====== Document extract ======
O'Halloran is the grandson of Con O'Halloran, who played for Wellington in the 1930s and was a product of the Petone club, who Jason also played for.

==Playing career==

===Early career: 1987–91===
O'Halloran first represented New Zealand, while he was a pupil at Hutt Valley High School, when selected for the New Zealand Under 17 team in 1988 and 1989. He then vice-captained the Under 19 team in 1991, before making his first appearance for Wellington in 1993. Previous representative honours included North Island Under 16.

===Domestic career: 1993–01===
Despite being an insulin-dependent diabetic, O'Halloran performed with distinction in 95 games for Wellington between 1993 and 2001 and in 54 games for the Hurricanes between 1996–2001. A perceptive playmaker and astute tactician, O’Halloran was often the unsung hero in a backline glittering with big-name stars, with his 35 tries for Wellington and 17 for the Hurricanes all scored from the midfield testament to his ability. This included a hat trick against the Blues in 1998.

O’Halloran was also a try scorer for Wellington in their 2000 NPC final win over Canterbury. That was the highlight of his career and earned him at 28 overdue All Black recognition.

===International career: 1998–00===
Additionally he was an All Black trialist in 1998 and later that year played for New Zealand A against England and then as captain against Tonga and Samoa.

O'Halloran received his All Black cap when he went on for the final few minutes of the international against Italy in late 2000. New Zealand won 56–19.

For until then there seemed every chance that the only other All Black appearance O'Halloran had made, on the way to Europe against the Asian Barbarians, would not entitle him to official recognition as a New Zealand representative. Because of replacement breaches by both sides this game was ruled null and void as a first class fixture. And subsequently when the All Black touring party reached Europe for internationals against France and Italy O'Halloran had to drop out for the first week or so because of a family bereavement. But fortunately he returned in time to be included for the 22-man squad against Italy.

===Japanese career: 2002–04===
At the end of the 2001 season O’Halloran took up a three-year playing contract in Japan with the Kubota Spears between 2002 and 2004.
====== Data provided ======
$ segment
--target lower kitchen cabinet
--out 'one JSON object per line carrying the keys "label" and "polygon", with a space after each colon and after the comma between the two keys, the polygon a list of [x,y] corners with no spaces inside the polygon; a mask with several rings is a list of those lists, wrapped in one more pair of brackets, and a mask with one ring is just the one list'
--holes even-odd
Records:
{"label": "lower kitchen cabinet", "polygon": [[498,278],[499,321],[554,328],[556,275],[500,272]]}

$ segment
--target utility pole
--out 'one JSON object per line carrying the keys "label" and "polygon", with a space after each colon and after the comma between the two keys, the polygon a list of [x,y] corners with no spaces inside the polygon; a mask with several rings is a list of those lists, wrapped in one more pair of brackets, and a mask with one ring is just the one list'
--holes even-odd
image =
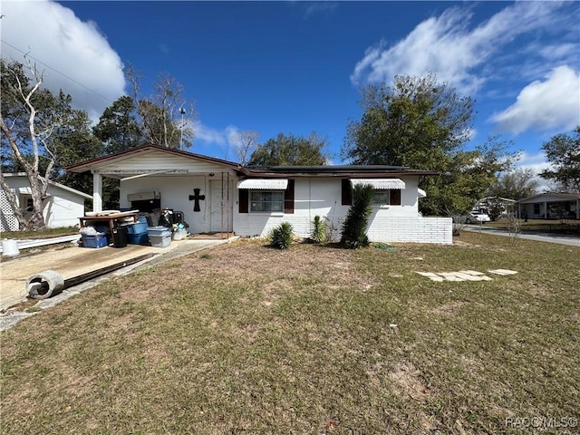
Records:
{"label": "utility pole", "polygon": [[179,139],[179,150],[183,150],[183,127],[184,127],[184,121],[183,121],[183,116],[185,115],[185,109],[183,108],[183,106],[181,106],[179,108],[179,113],[181,113],[181,138]]}

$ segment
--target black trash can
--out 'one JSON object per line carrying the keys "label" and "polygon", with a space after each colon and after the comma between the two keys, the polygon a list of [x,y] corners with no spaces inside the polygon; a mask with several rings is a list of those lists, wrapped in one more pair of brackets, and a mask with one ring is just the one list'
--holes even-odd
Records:
{"label": "black trash can", "polygon": [[112,241],[114,247],[125,247],[127,246],[127,227],[115,227],[112,228]]}

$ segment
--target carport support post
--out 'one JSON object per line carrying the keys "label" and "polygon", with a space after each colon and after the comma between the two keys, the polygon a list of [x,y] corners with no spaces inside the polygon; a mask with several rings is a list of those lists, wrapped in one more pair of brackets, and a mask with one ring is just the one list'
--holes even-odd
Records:
{"label": "carport support post", "polygon": [[102,211],[102,175],[92,173],[92,211]]}

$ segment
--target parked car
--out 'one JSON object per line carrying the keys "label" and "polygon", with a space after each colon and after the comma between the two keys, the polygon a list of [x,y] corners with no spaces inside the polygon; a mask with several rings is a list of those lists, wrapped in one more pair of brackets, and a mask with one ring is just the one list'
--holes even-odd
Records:
{"label": "parked car", "polygon": [[487,213],[480,211],[472,211],[467,215],[459,215],[453,217],[453,222],[458,224],[485,224],[491,219]]}

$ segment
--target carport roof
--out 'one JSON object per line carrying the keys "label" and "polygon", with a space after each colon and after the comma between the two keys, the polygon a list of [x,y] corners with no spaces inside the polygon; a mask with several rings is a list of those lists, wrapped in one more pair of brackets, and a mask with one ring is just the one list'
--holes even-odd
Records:
{"label": "carport roof", "polygon": [[82,163],[67,166],[66,168],[64,168],[64,170],[69,172],[76,172],[76,173],[86,172],[87,170],[91,170],[103,163],[114,161],[118,159],[126,159],[128,157],[139,155],[144,152],[150,152],[150,151],[164,152],[169,155],[175,155],[175,156],[184,157],[187,159],[192,159],[195,160],[202,160],[208,163],[213,163],[216,165],[223,166],[224,168],[230,169],[242,170],[242,167],[240,166],[239,163],[223,160],[221,159],[216,159],[213,157],[208,157],[202,154],[195,154],[193,152],[182,151],[180,150],[174,150],[172,148],[160,147],[157,145],[145,145],[142,147],[131,148],[130,150],[127,150],[126,151],[117,152],[115,154],[110,154],[107,156],[102,156],[95,159],[91,159],[86,161],[83,161]]}

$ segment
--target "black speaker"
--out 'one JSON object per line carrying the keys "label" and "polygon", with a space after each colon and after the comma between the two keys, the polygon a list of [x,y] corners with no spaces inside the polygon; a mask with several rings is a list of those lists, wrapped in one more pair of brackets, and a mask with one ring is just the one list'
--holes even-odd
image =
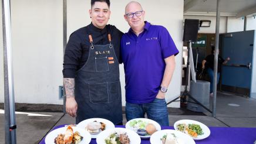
======
### Required action A:
List the subsection headings that appear under "Playing career" in the O'Halloran biography.
### Required action B:
Resume the O'Halloran rugby biography where it stops, after the sentence about his contract with the Kubota Spears.

### Written answer A:
Early career: 1987–91
Domestic career: 1993–01
International career: 1998–00
Japanese career: 2002–04

### Written answer B:
==Coaching career==

In October 2007 he was appointed High Performance Academy Manager by the Manawatu Rugby Union, having spent the previous two seasons coaching at Japanese club, Kubota. In 2009 he was selected as a co-coach for the Hurricanes Secondary Schools team that retained the National Secondary Schools title.

In October 2011 he was appointed as Head Coach of the Manawatu Turbos ITM Cup team, succeeding Dave Rennie who moved to the Chiefs.

===Scotland===

In May 2015, it was announced by Vern Cotter that O'Halloran was to be a backline for the Scottish team for the 2015 RWC.

===Glasgow Warriors===

In October 2016 it was announced that O'Halloran would be an assistant coach for Glasgow Warriors. O'Halloran would take on this role in May 2017.

He left Glasgow Warriors in 2020, having taken them to a Pro14 final in 2019 with Dave Rennie. On leaving the club, O'Halloran said "Scotstoun is a very special place and I am proud to have worked with so many excellent players, who care so much for the club."

===Suntory Goliath===

It was announced that O'Halloran would join Suntory Goliath as Assistant Coach on 10 June 2020. O'Halloran stated: "Suntory have a reputation for playing a fast paced, attacking brand of rugby and this fits nicely with my own personal philosophy toward the game."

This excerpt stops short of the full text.